(SUPPLIED TEXT)

I just watched a report on CNN where the expert being interviewed said that the radiaiton levels in milk are so low that there isn't any danger. This is what we were told during the 50s and 60s when they were doing the atmospheric a-bomb testing in the Nevada desert. We were told that the radiation we would receive was not more than we get from the sun. Then the children died of leukemia, the women got breast cancer. Sheep lost their wool and bore deformed lambs. There was a huge government cover up. If you protested you were called unAmerican - it was the McCarthy era. We are downwind of Japan. Utah was downwind of the Nevada testing site. I suggest you believe nothing you hear when reassured that the readings are safe. Don't let your children drink the milk.
Ryan in Texas: A great analogy, and it's a fact. As far as the fish over there go, probably not any worse now than before the quake..
Sorry but I trust a government agency - with all its limitations - more than a private one, as the tobacco story should have taugh us. I do not expect Monsanto to tell me that their genetically modified crops could damage my health or the environment, I do not expect a company with ties to the energy industry to bring bad news about dangers inherent in nuclear plants, incluyding radiation levels in the food that I have no choice but eat
right on.....any lie is far better then the TRUTH....who said that? Hess, Gorbbles or was it Hitler himself?
Well what the hell....we elect idiots to represent us...(well most of them are)...and they do what they want, both parties......
You got a Senator who can't live on a 174K salary, plus his travel, health, postage, meals and pension for free.....not to mention all the time off with pay... and he's still paying off his student loans??????....gradulated in 1990, tv actor, lawyer, wife who is on tv and an author...God if that was you or me we'ed be in the work house as Scrouge said.....banks won't refinance your mortage because your old (64) and work part time.....but they'll take OUR LOANS so they can get bigger.... then they cry when people want to know the truth about what's going on......their attitude is "You can't take the truth, according to GS, JPMCase, Wells Fargo....etc."
Remember what Jefferson said "There comes a time when the Tree of Liberty must be replenished with the Blood of Patriots and TRYANTS" may not be an exact quote....but you got the Idea!
Radiation has a half life, the body has an elimination half life. Cumulative is not cumulative. The radioactivity gets halved over time and the amount of the material in the body gets halved over time. I used to know an equation for this, but it's been 17 years since I've been in that field and took the annual radiological control training that was required.
(from Lynda)"It(1 bequerel) is one atom of a radioactive isotope decaying and emitting radioactive decay. So 5,000 Bq/kg means that 10,000 atoms are decaying per second and shooting off a particle per second in one kilogram."
I believe that should read: "It is one atom of a radioactive isotope decaying and emitting radioactive decay. So 5,000 Bq/kg means that 5,000 atoms are decaying per second and shooting off a particle per second in one kilogram."
Lynda appears to arrive at the correct final fgure of 500,000 particles per second in a pig of 100 kg.
Interesting article. Keep up the good work.

(End SUPPLIED TEXT)

- **EXERCISE SET**:
(1) Return the portion of the comments on radiation between "You got a Senator" and "got the Idea!", inclusive, copied word for word.
(2) Name every U.S. state mentioned in the comments on radiation.

(RAW DATA)

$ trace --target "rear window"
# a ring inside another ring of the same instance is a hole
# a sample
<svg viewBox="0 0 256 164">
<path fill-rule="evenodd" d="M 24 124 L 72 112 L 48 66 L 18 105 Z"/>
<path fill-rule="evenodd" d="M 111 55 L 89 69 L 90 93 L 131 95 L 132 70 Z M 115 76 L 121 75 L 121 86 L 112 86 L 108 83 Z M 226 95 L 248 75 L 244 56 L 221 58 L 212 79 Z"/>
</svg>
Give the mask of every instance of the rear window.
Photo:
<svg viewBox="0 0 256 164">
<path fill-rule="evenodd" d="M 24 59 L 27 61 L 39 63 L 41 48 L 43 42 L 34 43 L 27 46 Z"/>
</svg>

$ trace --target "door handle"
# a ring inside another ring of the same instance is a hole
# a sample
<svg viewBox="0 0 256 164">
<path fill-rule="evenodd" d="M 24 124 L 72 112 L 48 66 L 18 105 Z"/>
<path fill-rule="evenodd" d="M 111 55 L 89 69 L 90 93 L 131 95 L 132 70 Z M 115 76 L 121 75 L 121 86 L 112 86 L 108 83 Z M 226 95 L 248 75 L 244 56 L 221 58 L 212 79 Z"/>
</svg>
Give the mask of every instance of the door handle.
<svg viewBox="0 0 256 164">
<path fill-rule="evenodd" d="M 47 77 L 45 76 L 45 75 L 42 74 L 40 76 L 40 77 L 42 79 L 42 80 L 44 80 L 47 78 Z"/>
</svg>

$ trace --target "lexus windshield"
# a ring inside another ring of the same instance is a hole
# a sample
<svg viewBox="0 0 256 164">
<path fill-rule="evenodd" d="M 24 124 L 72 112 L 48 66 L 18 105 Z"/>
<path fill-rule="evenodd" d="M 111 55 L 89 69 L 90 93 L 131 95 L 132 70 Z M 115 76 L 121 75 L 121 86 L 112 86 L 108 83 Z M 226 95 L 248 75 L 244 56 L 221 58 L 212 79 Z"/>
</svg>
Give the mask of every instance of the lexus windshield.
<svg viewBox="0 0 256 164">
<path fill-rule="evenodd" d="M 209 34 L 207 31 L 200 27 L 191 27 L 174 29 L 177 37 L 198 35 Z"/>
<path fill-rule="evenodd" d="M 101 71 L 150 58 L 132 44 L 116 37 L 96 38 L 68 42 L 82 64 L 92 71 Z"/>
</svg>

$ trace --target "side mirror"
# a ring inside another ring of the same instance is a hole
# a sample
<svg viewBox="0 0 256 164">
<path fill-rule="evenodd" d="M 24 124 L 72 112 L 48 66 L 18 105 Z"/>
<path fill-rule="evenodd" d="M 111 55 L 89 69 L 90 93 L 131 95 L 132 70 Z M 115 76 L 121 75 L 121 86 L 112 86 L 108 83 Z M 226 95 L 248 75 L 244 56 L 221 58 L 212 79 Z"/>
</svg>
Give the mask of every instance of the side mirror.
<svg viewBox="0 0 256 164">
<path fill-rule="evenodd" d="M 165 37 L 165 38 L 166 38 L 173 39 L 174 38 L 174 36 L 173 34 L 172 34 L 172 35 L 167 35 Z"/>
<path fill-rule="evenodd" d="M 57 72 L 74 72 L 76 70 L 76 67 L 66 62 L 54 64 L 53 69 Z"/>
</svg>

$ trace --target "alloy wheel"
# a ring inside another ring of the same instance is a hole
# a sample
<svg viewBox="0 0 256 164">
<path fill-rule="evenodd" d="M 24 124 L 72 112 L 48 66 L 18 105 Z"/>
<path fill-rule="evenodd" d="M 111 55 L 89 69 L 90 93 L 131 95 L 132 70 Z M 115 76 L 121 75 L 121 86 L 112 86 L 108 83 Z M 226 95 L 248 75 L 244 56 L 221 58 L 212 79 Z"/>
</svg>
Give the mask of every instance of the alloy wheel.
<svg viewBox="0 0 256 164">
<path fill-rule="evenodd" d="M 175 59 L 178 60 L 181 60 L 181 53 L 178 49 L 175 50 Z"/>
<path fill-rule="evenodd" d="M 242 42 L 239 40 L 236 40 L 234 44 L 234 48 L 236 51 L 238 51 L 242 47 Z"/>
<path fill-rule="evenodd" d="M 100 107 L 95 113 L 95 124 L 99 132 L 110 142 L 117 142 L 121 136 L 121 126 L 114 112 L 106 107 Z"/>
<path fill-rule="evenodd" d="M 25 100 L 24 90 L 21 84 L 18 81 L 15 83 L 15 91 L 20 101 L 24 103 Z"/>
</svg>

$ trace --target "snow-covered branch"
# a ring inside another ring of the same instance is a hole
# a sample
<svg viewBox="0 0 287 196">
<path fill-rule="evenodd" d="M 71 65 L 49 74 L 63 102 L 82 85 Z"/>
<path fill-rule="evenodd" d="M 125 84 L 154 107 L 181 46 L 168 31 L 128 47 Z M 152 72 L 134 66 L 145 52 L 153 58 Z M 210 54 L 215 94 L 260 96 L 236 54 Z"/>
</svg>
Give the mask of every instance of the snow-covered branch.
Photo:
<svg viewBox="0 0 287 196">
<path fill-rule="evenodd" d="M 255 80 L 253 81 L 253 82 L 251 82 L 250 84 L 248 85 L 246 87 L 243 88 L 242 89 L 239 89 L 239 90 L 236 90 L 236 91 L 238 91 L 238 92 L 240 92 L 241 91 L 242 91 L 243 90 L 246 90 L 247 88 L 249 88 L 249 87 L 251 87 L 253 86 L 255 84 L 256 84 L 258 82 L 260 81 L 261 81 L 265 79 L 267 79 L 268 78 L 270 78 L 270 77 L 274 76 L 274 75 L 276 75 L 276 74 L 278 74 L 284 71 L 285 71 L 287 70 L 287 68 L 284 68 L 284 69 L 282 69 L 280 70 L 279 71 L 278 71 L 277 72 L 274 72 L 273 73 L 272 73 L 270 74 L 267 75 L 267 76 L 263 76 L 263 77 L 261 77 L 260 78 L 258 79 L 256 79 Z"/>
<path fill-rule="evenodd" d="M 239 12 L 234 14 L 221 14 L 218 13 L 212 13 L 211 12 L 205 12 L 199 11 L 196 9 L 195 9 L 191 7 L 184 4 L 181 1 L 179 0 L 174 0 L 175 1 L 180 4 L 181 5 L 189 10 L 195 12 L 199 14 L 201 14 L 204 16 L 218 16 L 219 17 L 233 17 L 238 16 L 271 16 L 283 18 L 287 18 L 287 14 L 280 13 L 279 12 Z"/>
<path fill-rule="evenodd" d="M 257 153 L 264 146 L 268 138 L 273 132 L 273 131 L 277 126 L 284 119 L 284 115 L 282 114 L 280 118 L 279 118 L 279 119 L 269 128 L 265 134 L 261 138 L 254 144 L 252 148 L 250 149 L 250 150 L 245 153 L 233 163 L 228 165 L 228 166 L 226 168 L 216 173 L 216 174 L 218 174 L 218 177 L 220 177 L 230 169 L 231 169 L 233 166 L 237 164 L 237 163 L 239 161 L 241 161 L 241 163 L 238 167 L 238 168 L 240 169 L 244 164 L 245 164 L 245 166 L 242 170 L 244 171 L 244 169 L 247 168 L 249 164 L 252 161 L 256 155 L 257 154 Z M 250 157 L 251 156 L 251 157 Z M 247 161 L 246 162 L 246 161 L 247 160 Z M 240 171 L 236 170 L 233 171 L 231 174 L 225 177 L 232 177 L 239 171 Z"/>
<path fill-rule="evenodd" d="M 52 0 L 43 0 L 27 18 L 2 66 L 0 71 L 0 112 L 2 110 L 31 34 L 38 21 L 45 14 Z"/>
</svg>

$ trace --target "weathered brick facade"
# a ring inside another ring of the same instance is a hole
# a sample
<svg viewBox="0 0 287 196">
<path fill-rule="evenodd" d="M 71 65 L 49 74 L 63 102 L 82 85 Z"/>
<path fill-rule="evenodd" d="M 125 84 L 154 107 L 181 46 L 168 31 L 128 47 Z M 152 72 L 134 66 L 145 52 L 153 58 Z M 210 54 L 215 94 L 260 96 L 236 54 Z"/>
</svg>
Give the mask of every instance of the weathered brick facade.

(End RAW DATA)

- **SOLUTIONS BELOW**:
(1)
You got a Senator who can't live on a 174K salary, plus his travel, health, postage, meals and pension for free.....not to mention all the time off with pay... and he's still paying off his student loans??????....gradulated in 1990, tv actor, lawyer, wife who is on tv and an author...God if that was you or me we'ed be in the work house as Scrouge said.....banks won't refinance your mortage because your old (64) and work part time.....but they'll take OUR LOANS so they can get bigger.... then they cry when people want to know the truth about what's going on......their attitude is "You can't take the truth, according to GS, JPMCase, Wells Fargo....etc."
Remember what Jefferson said "There comes a time when the Tree of Liberty must be replenished with the Blood of Patriots and TRYANTS" may not be an exact quote....but you got the Idea!

(2) Nevada, Utah, Texas